▶ _What to do_:
1 > Answer these questions from the forum post about driving in Mexico, one answer per line, marked the same way:
(a) In which town did the writer stop on the first night of the drive to Mérida?
(b) At which two state borders was the writer stopped on this trip?
(c) On which highway was the writer driving between Nogales and Mazatlán?
2 > Carry on writing the forum post about driving in Mexico, picking up after its final sentence.

▶ _Document section_:
= = = = =
With some caveats, yes.

I'm a youngish single woman who has travelled huge swaths of Mexico on her own with no trouble. I stick to the toll roads as much as possible, especially in the north, I obey the speed limit, and I drive during the day.

I just drove from southern SK to Mérida. I crossed at Colombia (just northwest of Laredo), stopped in Matehuala the first night, took the Arco Norte around CDMX the second day and stopped in Xalapa. Third day, I stopped in Villahermosa and I was home around 5PM the fourth day.

Ajijic is a huge detour and I haven't been that way, so others will be able to better advise you, but I'm thinking you could cross at Laredo or Colombia and then stop around Saltillo the first night and Zacatecas the second. I'm sure you'll get lots of good route advice here. I know I did!

On this trip, I had zero issues and the only stops were at the Campeche and Yucatán borders, likely because of the proximity to the Guatemala and Belize borders, where state police officers checked my immigration and vehicle import documentation.

This was in sharp contrast to the days when I was driving between Nogales and Mazatlán on MX-15 and kept getting (legitimate) stops by the narcos, the agricultural inspectors, the feds, the military, and the state police. So I was able to cover a lot more miles per day on this trip than I have in the northwest part of the country. It should be the same en route to Ajijic.

The advice that I've seen but never had to heed if you get pulled over and are asked for a bribe, offer a copy of your license, not the original, and ask to be taken to the nearest police station so you can pay your fine there. The fine will likely be less than the bribe. Again, obeying the speed limit will greatly reduce your chance of being pulled over.
= = = = =
▶ _Extracted data_:

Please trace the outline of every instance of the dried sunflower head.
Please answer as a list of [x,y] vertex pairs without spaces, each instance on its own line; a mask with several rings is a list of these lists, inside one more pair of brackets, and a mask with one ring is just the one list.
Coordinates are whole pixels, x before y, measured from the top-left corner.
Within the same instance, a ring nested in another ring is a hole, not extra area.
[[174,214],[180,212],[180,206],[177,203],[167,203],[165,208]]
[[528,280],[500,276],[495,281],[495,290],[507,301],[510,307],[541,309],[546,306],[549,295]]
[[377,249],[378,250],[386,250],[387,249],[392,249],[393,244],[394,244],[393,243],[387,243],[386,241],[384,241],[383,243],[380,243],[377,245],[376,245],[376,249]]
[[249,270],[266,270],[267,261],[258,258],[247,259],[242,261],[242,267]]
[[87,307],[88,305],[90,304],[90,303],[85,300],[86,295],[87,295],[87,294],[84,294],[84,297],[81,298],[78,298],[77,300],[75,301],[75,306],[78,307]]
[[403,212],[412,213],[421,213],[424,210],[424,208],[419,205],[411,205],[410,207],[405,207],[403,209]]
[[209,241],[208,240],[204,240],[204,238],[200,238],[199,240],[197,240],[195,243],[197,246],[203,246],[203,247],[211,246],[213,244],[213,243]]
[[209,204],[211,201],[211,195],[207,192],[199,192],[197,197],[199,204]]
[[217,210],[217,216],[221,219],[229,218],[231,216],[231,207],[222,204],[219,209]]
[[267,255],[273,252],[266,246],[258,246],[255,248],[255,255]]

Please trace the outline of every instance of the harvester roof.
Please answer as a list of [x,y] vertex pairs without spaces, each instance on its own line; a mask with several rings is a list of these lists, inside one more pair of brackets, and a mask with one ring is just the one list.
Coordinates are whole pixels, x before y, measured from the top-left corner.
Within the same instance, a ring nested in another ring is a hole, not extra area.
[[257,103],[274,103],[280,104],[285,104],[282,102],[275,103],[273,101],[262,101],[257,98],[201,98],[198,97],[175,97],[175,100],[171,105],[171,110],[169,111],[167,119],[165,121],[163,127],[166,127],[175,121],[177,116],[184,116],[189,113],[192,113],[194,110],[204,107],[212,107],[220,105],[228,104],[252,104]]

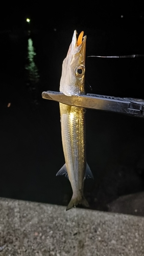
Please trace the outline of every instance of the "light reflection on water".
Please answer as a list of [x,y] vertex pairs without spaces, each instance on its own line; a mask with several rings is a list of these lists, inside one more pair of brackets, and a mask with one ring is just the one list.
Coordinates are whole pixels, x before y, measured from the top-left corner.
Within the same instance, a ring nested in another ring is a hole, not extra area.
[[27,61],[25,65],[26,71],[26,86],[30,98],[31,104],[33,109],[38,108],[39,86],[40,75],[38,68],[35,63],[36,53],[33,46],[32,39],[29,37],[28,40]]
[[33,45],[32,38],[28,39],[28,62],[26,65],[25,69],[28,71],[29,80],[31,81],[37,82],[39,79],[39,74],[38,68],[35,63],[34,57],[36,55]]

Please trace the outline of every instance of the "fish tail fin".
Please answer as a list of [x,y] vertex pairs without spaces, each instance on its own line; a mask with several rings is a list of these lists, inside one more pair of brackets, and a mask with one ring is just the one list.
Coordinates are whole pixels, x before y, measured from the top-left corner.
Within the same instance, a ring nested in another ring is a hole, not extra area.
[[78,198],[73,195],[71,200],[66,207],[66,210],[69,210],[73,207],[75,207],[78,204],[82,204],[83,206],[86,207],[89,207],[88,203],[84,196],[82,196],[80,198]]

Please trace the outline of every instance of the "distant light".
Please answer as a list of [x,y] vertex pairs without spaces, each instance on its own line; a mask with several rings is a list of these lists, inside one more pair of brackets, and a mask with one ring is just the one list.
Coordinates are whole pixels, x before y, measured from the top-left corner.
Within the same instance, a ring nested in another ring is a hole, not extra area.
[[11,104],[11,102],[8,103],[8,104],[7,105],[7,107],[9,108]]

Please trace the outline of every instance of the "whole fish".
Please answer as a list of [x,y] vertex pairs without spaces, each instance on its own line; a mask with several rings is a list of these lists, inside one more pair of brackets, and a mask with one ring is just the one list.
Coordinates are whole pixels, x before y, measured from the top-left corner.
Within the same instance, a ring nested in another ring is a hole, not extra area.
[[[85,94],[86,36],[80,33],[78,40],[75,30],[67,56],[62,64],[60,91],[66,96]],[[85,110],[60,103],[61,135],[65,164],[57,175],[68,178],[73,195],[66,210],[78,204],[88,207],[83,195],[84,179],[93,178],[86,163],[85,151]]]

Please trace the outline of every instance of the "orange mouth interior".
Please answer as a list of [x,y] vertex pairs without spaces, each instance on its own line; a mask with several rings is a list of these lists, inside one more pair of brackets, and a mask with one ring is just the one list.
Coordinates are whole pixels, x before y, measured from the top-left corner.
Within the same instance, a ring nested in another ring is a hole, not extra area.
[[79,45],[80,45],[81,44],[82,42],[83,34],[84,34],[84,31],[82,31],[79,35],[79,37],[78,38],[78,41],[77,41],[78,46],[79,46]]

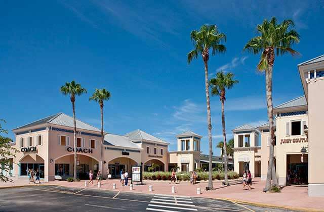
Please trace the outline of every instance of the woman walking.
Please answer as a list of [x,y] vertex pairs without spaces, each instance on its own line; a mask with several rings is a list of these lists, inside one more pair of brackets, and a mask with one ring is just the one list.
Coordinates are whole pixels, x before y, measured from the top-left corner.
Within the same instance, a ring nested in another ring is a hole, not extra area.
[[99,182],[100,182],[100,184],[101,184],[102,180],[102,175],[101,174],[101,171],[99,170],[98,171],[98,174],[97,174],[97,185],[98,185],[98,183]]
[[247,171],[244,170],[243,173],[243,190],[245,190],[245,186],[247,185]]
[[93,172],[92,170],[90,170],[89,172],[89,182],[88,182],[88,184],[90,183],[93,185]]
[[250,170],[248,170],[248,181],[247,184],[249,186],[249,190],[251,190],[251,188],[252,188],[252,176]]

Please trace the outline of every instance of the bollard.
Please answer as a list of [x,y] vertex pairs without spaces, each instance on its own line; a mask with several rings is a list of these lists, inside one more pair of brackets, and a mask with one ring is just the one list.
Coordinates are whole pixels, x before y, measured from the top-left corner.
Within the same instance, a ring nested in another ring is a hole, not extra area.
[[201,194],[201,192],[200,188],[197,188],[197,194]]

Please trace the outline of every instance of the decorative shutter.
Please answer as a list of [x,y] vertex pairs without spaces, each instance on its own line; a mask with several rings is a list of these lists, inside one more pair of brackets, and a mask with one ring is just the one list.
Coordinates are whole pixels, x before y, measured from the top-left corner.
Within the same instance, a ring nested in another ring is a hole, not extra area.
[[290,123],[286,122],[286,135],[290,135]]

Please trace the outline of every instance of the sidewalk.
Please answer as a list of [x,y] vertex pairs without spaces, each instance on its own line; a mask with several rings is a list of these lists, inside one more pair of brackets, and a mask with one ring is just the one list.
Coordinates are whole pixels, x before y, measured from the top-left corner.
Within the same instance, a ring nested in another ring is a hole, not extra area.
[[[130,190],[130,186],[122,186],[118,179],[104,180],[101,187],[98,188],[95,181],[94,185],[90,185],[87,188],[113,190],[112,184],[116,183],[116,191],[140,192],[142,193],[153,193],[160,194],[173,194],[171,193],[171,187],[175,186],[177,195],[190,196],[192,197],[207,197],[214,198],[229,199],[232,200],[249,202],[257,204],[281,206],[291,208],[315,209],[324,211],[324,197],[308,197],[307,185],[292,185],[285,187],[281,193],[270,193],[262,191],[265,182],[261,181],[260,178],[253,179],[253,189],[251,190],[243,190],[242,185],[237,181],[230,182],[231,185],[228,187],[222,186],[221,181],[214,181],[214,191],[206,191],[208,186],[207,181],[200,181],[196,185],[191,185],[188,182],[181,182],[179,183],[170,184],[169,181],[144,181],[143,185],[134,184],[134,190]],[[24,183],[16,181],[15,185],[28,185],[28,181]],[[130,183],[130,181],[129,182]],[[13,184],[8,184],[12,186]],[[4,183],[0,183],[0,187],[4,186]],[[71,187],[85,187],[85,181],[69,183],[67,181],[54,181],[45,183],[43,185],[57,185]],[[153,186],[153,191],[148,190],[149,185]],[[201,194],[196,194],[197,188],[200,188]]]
= = = = =
▶ _Responses_:
1 >
(a) Matehuala
(b) Campeche and Yucatán
(c) MX-15

2 >
My final tip is that I've never come across a Pemex that didn't have a bathroom or an Oxxo that didn't have coffee. 

I hope you have a wonderful trip. I also debated flying or driving and am so glad I went with the latter.


----------



## eastwind (Jun 18, 2016)

One of the things that has scared me from trying to drive in Mexico is lack of clarity about what a policeman wants you to do when he wants you to do something. The police around here often drive with their lights flashing, and nobody pulls over. Sometimes when traffic is backed up the police stay in their lane with their lights flashing and wait their turn like everyone else, and no one gets out of their way. Alternatively, sometimes on a road with 2 lanes going the same way they will drive down the stripe and everyone edges over to the curb to make 3 lanes out of a 2 lane road so they can get wherever they're going sooner.

It seems to me, just watching and not necessarily understanding, that when they want you to pull over they use their loudspeaker to yell instructions to you - in spanish of course. That fact and not being able to understand the instructions has scared me off from driving until I learn more spanish.

Without trying to hijack the thread, I'd appreciate understanding more and about this, and it might be on topic too.


----------



## horseshoe846 (Feb 8, 2017)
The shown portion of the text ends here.